*About this task*
Copy each line of the records that includes "shirt".

*Records to use*
*-*-*
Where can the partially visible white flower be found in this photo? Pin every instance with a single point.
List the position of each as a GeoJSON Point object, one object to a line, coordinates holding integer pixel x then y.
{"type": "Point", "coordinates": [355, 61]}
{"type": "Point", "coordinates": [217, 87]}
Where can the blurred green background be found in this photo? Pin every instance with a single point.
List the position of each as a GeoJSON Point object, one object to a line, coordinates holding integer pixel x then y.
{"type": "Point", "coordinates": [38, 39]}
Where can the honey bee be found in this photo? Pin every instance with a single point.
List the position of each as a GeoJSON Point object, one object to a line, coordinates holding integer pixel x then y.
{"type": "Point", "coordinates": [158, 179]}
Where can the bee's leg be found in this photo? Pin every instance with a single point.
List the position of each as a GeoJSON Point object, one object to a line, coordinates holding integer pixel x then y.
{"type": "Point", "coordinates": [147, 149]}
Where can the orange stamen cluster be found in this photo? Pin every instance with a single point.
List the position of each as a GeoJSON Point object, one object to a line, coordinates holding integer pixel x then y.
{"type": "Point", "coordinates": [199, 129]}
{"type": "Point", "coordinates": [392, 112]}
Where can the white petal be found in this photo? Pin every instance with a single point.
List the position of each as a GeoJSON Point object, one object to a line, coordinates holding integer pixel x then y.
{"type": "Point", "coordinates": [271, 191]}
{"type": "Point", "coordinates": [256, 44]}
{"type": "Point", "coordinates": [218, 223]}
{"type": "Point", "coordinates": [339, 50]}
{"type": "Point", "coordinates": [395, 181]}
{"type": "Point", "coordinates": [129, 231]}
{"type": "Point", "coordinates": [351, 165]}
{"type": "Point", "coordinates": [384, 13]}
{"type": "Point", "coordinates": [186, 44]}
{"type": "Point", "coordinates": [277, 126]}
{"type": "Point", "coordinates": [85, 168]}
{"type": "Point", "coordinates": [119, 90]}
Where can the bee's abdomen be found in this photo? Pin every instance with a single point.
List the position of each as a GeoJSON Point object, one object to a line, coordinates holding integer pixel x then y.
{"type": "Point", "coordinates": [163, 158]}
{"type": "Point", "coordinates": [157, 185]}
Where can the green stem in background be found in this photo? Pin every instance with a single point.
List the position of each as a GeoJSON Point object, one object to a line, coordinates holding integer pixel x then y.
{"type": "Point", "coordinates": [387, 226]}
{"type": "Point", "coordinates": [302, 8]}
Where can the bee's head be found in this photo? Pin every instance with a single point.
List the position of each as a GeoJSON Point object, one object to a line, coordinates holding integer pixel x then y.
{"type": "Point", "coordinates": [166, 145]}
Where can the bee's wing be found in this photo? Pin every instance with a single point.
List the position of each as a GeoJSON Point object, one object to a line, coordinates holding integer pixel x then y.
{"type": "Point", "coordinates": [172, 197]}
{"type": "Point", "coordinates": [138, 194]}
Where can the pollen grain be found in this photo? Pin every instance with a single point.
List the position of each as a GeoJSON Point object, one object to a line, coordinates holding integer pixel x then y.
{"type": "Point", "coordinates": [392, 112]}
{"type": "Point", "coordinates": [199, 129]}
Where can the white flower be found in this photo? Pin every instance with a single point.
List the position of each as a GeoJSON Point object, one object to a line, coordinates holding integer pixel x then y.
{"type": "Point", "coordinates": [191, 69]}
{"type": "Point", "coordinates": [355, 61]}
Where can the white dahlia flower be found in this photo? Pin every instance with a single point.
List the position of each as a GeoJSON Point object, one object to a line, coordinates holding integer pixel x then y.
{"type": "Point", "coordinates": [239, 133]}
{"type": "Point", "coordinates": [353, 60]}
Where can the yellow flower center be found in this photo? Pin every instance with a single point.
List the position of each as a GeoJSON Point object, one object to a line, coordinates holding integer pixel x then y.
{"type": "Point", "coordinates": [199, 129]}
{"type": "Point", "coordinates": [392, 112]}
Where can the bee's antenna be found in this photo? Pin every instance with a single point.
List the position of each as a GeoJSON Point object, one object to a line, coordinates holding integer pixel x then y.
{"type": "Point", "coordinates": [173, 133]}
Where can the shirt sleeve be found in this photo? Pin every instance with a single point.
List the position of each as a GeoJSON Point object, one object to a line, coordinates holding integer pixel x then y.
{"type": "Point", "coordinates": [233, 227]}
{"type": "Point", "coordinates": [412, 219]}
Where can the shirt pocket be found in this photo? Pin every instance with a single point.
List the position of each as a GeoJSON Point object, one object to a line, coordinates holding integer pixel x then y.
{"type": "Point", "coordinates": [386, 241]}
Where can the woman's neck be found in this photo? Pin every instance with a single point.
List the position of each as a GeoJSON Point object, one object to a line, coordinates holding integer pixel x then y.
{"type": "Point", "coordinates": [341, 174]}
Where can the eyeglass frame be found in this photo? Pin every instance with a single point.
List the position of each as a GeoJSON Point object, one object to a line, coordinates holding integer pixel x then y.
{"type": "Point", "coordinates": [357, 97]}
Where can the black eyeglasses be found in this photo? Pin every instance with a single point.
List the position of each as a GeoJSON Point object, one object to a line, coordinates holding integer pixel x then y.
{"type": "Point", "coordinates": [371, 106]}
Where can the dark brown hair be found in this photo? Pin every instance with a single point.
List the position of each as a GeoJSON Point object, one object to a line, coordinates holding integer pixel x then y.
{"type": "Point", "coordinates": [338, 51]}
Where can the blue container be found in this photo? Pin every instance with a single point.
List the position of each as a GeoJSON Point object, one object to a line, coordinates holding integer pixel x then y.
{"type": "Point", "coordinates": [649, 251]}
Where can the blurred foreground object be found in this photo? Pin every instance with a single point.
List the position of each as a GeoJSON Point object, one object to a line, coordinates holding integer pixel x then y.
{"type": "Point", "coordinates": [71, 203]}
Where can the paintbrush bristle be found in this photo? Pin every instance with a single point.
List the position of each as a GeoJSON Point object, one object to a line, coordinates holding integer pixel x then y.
*-*-*
*Solution to the exercise*
Where can the shirt sleeve be found in this photo? Pin every instance with a single point.
Where can the shirt pocket be found in this photo? Pin every instance with a single point.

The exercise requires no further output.